▶ _Extracted text_
*** Block opens ***

DEV_GLOB = _remove_unwanted_files(DEV_GLOB)
MAIN_GLOB = _remove_unwanted_files(MAIN_GLOB)

In [2]:
def _check_if_files_found():
    if DEV_NUM_FILES == 0 or MAIN_NUM_FILES == 0:
        raise IOError(
            "No files found at DEV_PATH and/or MAIN_PATH. "
            f"Please check {DEV_PATH} and {MAIN_PATH}."
        )


def _check_if_matching_filecount():
    if DEV_NUM_FILES != MAIN_NUM_FILES:
        raise IOError(
            "Number of files do not match at DEV_PATH and MAIN_PATH "
            f"({DEV_NUM_FILES} vs. {MAIN_NUM_FILES})."
        )

    print(f"Matching file count ({DEV_NUM_FILES} and {MAIN_NUM_FILES}).")


def _check_if_missing_files():
    missing_dev_files = []
    missing_main_files = []

    for fp_main in MAIN_GLOB:
        fp_dev = fp_main.replace(MAIN_PATH, DEV_PATH)

        if fp_dev not in DEV_GLOB:
            missing_dev_files.append(fp_dev)

*** Block closes ***

▶ _Supplied material_
*** Block opens ***

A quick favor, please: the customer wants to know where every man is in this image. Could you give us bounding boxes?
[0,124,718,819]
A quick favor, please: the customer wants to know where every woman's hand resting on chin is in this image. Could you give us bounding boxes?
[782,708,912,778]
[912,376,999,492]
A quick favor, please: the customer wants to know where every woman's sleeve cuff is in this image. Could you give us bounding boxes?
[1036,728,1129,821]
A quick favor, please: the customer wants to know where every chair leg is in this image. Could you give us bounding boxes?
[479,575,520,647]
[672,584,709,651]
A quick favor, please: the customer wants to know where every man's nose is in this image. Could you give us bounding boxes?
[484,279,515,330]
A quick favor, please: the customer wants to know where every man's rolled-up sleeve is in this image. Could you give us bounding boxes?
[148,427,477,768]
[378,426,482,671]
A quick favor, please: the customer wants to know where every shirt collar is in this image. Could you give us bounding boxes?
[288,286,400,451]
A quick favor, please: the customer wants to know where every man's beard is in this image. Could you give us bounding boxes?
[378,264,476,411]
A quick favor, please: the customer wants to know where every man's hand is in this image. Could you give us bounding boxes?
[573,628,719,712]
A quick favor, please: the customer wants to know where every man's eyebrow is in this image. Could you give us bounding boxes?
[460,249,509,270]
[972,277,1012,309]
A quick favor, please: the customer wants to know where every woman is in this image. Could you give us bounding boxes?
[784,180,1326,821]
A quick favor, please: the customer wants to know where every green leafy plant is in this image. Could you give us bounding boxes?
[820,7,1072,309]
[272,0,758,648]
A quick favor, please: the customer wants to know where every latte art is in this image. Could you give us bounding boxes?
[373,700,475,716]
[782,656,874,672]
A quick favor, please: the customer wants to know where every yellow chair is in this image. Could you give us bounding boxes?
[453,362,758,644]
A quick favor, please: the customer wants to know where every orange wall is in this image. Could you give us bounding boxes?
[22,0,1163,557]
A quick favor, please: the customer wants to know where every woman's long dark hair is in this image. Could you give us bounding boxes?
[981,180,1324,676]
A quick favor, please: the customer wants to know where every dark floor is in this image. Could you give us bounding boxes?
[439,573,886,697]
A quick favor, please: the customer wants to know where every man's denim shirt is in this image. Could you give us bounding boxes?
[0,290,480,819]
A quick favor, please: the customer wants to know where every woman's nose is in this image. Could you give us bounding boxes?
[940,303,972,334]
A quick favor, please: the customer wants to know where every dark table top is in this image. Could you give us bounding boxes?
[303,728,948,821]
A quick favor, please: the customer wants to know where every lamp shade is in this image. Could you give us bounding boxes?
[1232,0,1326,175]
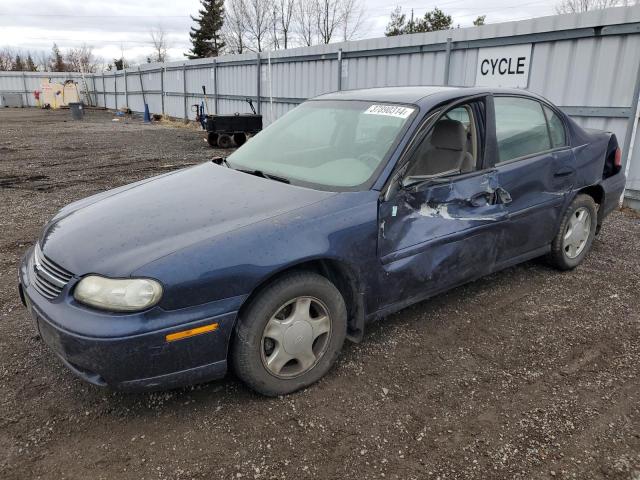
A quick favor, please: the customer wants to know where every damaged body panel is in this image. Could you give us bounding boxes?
[19,87,625,390]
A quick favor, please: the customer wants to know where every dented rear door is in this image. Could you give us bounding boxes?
[378,170,507,304]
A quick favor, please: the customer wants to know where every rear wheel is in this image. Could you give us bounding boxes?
[231,272,347,396]
[549,194,598,270]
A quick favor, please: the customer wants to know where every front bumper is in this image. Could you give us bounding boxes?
[19,251,242,391]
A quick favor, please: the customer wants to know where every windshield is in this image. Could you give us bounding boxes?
[228,100,415,189]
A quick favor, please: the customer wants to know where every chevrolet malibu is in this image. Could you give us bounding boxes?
[19,87,625,395]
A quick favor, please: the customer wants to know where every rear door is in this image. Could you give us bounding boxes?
[493,96,576,263]
[376,98,507,305]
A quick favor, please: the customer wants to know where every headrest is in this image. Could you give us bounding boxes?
[431,119,467,150]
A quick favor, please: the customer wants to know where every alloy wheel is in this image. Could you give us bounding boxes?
[260,296,331,378]
[562,207,591,259]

*** Block closes ***

▶ _The problem_
Continue the Python code that checks the files at DEV_PATH and MAIN_PATH from the point where it stops.

▶ _Result below_
    for fp_dev in DEV_GLOB:
        fp_main = fp_dev.replace(DEV_PATH, MAIN_PATH)

        if fp_main not in MAIN_GLOB:
            missing_main_files.append(fp_main)

    return missing_dev_files, missing_main_files

In [3]:
len(DEV_GLOB), len(MAIN_GLOB)

(641, 639)

## 1. Check for matching and equal number of files


In [4]:
_check_if_files_found()

In [5]:
missing_dev_files, missing_main_files = _check_if_missing_files()

In [6]:
missing_dev_files

['/global/cfs/cdirs/e3sm/www/cdat-migration-fy24/843-migration-phase3-model-vs-obs/annual_cycle_zonal_mean/AOD_550/AOD_550-AODVIS-ANNUALCYCLE-global.png']

In [7]:
missing_main_files

['/global/cfs/cdirs/e3sm/www/cdat-migration-fy24/main/annual_cycle_zonal_mean/MACv2/MACv2-AODVIS-ANNUALCYCLE-global.png',
 '/global/cfs/cdirs/e3sm/www/cdat-migration-fy24/main/annual_cycle_zonal_mean/MERRA2_Aerosols/MERRA2_Aerosols-AODVIS-ANNUALCYCLE-global.png',
 '/global/cfs/cdirs/e3sm/www/cdat-migration-fy24/main/viewer/viewer/e3sm_logo.png']

In [8]:
_check_if_matching_filecount()

OSError: Number of files do not match at DEV_PATH and MAIN_PATH (697 vs. 695).

## 2 Compare the plots between branches

- Compare "ref" and "test" files
- "diff" files are ignored because getting relative diffs for these does not make sense (relative diff will be above tolerance)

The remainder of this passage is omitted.